- [Extract provided]
Gov. Deal vetoes guns on college campuses because it wouldn't make students safer

To the dismay of many in his party, Gov. Nathan Deal vetoed the controversial campus carry  bill today.

Our AJC ace political writer Greg Bluestein reports Deal went up against General Assembly leadership in refusing to sign House bill 859, which was opposed by higher education leaders in the state and many students and their parents.

“If the intent of HB 859 is to increase safety of students on college campuses, it is highly questionable that such would be the result,” Deal wrote in his veto message.

Some parents told me they would not allow their kids to attend colleges where they could sit next to classmates with guns. Here is the AJC story. It's a tough political position for the governor who is crossing the Legislature and pro-gun forces in Georgia with this veto.

Here is the statement of Hank Huckaby, Chancellor of the University System of Georgia, on the veto:

We sincerely appreciate Gov. Deal’s veto of House Bill 859. We recognize this was not an easy decision for the Governor to make.

The vast majority of our faculty, staff, parents and students are concerned about firearms on campus. As leaders of the University System of Georgia, we must provide the highest levels of safety and security to the 318,000 students we serve.

The Board of Regents, our 29 Presidents and campus police chiefs are fully committed to enhancing all aspects of our campus safety efforts across the university system. We look forward to presenting our campus safety report to the Governor, the Lieutenant Governor and the Speaker of the House by August 1, 2016.

Among those praising Deal’s decision is Ed L. Schrader, president of private, not-for-profit Brenau University in Gainesville.  Schrader was an early signer among the 350 U.S. college and university presidents of a 2012 open letter to lawmakers in Washington and around the country urging immediate action to curb gun violence and reform gun safety laws.

Here is his statement:

 I sincerely appreciate Gov. Deal's courageous leadership, good common sense and serious concern for the welfare of all members of our college communities, students and staff. I have been vocally opposed to this idea since the first time it reared its head several years ago.

- [Raw data]

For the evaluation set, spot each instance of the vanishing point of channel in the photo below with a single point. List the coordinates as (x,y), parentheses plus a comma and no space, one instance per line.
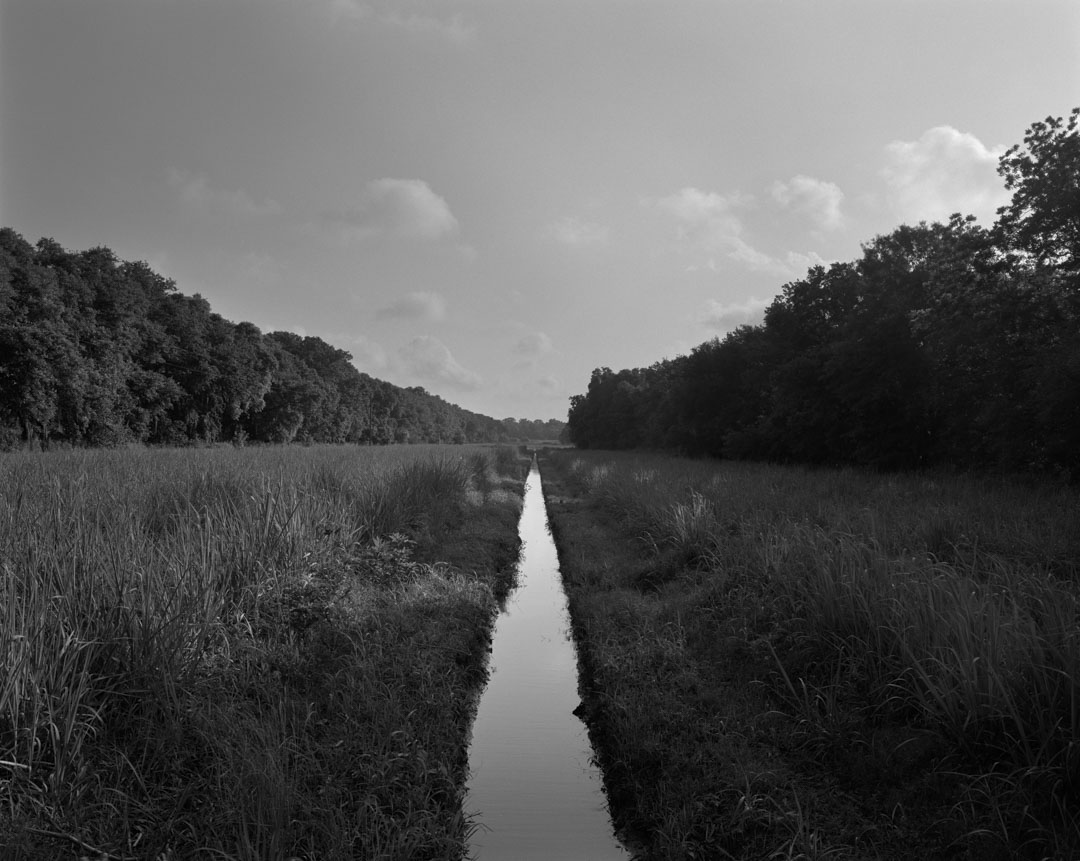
(534,788)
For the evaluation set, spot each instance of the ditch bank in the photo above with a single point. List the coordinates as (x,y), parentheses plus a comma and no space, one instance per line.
(700,758)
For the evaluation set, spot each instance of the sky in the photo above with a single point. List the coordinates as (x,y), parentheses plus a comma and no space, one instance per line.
(491,198)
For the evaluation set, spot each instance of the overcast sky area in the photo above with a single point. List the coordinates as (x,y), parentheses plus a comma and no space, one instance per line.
(489,199)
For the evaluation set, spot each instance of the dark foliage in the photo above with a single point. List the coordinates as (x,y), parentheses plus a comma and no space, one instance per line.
(943,345)
(97,351)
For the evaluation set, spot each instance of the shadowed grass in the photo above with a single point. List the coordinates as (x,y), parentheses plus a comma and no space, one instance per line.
(912,641)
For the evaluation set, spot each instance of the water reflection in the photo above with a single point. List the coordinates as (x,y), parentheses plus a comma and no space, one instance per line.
(532,785)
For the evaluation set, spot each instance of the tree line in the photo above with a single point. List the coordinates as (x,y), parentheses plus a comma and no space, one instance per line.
(942,345)
(98,351)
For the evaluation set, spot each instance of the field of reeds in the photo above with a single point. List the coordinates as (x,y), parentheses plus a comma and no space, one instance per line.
(783,662)
(245,654)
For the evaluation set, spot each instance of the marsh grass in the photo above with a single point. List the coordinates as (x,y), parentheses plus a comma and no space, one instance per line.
(910,627)
(244,653)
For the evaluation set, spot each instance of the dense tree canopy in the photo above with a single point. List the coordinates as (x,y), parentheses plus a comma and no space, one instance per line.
(97,351)
(941,345)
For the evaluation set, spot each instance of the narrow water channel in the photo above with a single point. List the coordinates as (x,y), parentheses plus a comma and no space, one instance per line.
(532,785)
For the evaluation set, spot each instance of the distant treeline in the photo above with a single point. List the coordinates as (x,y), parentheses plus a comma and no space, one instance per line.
(942,345)
(96,351)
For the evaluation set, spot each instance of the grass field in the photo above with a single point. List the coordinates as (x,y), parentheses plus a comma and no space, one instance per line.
(251,654)
(794,663)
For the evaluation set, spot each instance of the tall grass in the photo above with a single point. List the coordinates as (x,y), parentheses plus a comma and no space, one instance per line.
(948,604)
(174,616)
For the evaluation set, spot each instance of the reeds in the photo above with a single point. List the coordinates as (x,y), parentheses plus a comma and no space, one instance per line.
(180,615)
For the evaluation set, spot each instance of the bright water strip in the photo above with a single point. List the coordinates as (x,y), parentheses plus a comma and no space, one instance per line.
(534,788)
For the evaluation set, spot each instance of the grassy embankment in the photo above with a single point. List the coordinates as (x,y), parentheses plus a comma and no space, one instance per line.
(246,654)
(796,663)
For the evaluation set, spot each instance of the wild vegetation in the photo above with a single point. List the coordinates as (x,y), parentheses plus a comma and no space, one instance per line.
(96,351)
(792,662)
(247,654)
(944,345)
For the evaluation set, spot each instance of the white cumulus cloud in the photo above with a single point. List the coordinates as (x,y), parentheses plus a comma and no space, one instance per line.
(536,344)
(579,232)
(414,306)
(726,317)
(817,199)
(396,207)
(427,358)
(705,217)
(945,171)
(196,191)
(383,14)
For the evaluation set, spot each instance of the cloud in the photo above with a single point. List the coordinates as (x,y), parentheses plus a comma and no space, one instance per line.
(818,200)
(414,306)
(724,318)
(579,232)
(945,171)
(534,345)
(405,209)
(429,359)
(196,191)
(705,218)
(710,224)
(453,29)
(367,354)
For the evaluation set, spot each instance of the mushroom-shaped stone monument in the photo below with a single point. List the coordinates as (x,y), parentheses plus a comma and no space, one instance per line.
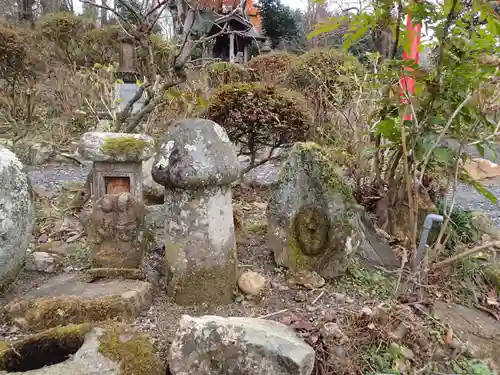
(197,164)
(117,161)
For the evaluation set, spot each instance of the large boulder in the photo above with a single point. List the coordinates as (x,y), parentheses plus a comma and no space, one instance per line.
(213,345)
(16,216)
(313,223)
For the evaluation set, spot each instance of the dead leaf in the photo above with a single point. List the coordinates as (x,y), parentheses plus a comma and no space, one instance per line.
(449,337)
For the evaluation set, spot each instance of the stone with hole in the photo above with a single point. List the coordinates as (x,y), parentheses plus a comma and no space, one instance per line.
(69,299)
(111,349)
(209,345)
(17,216)
(197,164)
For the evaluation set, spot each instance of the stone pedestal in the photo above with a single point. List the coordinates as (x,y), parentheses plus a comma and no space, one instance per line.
(196,164)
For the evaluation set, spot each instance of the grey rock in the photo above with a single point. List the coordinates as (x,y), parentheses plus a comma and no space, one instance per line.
(312,215)
(136,148)
(17,218)
(42,262)
(151,190)
(196,164)
(123,299)
(195,153)
(210,345)
(86,361)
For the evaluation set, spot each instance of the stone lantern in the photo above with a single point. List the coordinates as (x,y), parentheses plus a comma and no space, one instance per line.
(117,162)
(197,164)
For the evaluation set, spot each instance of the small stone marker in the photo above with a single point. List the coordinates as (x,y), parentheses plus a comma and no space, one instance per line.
(117,230)
(117,159)
(196,164)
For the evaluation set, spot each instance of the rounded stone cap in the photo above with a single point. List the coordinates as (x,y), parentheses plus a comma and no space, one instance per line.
(116,147)
(195,153)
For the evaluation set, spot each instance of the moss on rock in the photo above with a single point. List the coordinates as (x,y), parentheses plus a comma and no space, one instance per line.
(492,273)
(130,147)
(133,351)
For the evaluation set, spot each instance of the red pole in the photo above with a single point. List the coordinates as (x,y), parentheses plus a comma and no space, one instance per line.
(407,82)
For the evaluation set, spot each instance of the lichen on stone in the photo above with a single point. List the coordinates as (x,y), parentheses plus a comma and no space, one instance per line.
(130,147)
(133,351)
(38,346)
(116,273)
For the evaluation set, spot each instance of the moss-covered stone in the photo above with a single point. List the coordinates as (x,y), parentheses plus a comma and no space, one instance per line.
(212,286)
(130,147)
(134,352)
(64,300)
(45,348)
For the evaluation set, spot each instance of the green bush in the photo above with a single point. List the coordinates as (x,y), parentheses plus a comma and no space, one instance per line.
(272,68)
(256,115)
(325,77)
(223,73)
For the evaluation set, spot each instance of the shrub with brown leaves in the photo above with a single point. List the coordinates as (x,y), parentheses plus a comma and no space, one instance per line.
(258,116)
(272,68)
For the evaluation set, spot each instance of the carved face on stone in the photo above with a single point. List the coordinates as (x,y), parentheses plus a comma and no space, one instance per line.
(117,217)
(311,228)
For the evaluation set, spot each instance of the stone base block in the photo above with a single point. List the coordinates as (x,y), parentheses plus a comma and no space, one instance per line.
(69,299)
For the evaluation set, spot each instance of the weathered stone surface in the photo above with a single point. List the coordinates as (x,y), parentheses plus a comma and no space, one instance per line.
(196,164)
(195,153)
(481,169)
(479,331)
(312,218)
(117,232)
(251,282)
(116,147)
(152,191)
(210,345)
(42,261)
(16,216)
(82,350)
(69,299)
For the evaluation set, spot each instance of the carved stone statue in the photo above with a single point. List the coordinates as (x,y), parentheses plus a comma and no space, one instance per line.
(117,231)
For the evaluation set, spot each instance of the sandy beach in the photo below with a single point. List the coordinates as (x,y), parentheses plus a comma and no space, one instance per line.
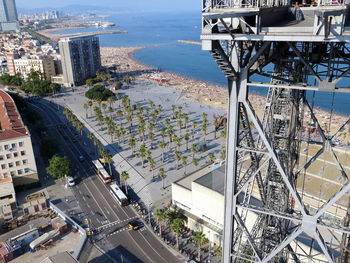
(200,91)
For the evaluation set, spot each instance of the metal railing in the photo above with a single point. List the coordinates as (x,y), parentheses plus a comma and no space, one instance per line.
(210,5)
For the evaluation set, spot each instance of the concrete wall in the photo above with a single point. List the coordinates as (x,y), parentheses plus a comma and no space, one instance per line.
(208,203)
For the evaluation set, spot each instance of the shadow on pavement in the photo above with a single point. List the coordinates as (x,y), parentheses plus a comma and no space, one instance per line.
(119,254)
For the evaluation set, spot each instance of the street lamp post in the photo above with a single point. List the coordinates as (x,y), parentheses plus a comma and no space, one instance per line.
(209,257)
(149,213)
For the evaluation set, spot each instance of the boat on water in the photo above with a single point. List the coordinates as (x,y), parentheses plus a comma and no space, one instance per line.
(104,24)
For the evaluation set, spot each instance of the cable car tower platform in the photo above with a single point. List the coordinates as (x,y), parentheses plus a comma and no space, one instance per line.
(295,49)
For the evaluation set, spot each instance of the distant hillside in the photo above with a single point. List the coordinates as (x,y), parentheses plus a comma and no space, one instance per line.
(71,9)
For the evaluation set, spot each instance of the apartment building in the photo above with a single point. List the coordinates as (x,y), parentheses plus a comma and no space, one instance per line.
(81,59)
(8,16)
(17,160)
(44,64)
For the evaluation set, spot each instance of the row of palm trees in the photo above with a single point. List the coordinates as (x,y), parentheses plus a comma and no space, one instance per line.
(148,126)
(176,225)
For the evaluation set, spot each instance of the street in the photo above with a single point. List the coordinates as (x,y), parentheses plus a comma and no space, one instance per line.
(96,204)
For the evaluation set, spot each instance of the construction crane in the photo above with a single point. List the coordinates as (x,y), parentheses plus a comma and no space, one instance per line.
(272,210)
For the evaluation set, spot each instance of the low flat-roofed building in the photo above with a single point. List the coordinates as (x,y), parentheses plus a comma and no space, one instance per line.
(63,257)
(45,65)
(201,199)
(16,151)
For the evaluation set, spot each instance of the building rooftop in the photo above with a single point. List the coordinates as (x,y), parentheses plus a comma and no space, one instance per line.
(212,177)
(11,124)
(214,180)
(63,257)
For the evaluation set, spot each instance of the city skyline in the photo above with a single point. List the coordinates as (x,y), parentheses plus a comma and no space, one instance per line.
(154,5)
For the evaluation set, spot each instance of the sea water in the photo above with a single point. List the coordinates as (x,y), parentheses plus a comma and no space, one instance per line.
(162,30)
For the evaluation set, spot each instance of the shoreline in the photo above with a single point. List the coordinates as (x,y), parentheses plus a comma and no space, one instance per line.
(204,92)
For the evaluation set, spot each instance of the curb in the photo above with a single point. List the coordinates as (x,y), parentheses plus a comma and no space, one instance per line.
(170,249)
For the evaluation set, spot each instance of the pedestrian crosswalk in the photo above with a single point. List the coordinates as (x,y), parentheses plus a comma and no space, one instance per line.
(108,225)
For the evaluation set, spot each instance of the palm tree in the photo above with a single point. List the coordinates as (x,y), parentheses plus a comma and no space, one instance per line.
(194,126)
(195,162)
(132,143)
(173,108)
(211,157)
(223,154)
(170,133)
(199,239)
(160,217)
(124,176)
(163,133)
(91,136)
(187,138)
(162,145)
(194,150)
(179,125)
(152,165)
(178,158)
(186,119)
(223,133)
(102,152)
(167,122)
(108,159)
(184,163)
(97,143)
(104,107)
(90,103)
(110,101)
(177,142)
(162,175)
(142,152)
(151,138)
(80,126)
(86,107)
(176,227)
(117,134)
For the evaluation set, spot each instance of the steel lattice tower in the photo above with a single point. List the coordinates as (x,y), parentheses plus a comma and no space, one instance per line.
(295,50)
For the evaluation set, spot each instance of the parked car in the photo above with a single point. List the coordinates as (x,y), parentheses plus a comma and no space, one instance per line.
(70,181)
(135,225)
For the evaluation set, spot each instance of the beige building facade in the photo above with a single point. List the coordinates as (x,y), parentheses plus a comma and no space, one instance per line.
(16,152)
(45,65)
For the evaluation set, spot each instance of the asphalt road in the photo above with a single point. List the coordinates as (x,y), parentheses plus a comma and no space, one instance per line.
(97,204)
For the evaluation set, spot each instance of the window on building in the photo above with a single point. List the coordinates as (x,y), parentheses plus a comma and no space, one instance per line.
(6,197)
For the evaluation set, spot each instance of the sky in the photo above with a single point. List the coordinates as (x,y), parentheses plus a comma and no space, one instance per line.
(159,5)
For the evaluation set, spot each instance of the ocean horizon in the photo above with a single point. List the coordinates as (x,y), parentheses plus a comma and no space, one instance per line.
(161,33)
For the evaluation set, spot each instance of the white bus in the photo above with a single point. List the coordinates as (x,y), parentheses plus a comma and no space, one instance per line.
(102,173)
(119,195)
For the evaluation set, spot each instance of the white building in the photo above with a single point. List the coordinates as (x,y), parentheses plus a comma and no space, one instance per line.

- [What to do]
1) List every person named in the campus carry veto article, each with their full name as it appears there.
2) Reproduce the campus carry veto article word for word between "To the dismay" and "and their parents.", inclusive.
3) Write what comes next in the article about Gov. Deal's campus carry veto, starting after its final sentence.

- [Expected answers]
1)
Nathan Deal
Greg Bluestein
Hank Huckaby
Ed L. Schrader

2)
To the dismay of many in his party, Gov. Nathan Deal vetoed the controversial campus carry  bill today.

Our AJC ace political writer Greg Bluestein reports Deal went up against General Assembly leadership in refusing to sign House bill 859, which was opposed by higher education leaders in the state and many students and their parents.

3)
Along with every other college and university president in Georgia, I have continued to communicate that opposition to our legislators with every iteration of guns-on-campus legislation that has come up year after year in spite of overwhelming opposition by the people in this state. Some of the bills have had a direct impact on private colleges and universities, but all have deleterious consequences for higher education in Georgia and the rest of the United States.

I was born and raised in Mississippi in a gun-owning and hunting family, and we shot things – just not people or bald eagles. I believe that on a college campus, where students sometime receive grades the do not appreciate, classrooms and firearms are not a good mix. Also, social events common to most colleges, and sporting events where feelings and alcohol consumption run high, are not conducive to a highly armed population of party goers. There are many, many other reasons to oppose this kind of ill-conceived, unnecessary and potentially dangerous legislation. The one most compelling, however, is that time and again police and sheriff professionals comment that students with guns are much more likely to be shot than unarmed pedestrians, and they are often shot with their own guns taken away by a would-be robber.

Back to original blog:

In the next few hours, Gov. Nathan Deal has to decide whether to allow guns on the campuses and in the classrooms of Georgia's public colleges.

After the campus carry bill won easy victory in the General Assembly, Deal asked the Legislature to make common sense changes: amend House Bill 859 to ban guns from on-campus child care centers, faculty and administrative office space and disciplinary meetings.

House Speaker David Ralston and other leaders refused. The bill exempts dorms, frats and sporting events. So, fans and football players at games need to be safeguarded from firearms but 2-year-olds in campus day cares do not?

Deal has already angered conservatives with his veto of the religious liberty bill. So, the question is whether he will risk further alienation of an important GOP voting bloc.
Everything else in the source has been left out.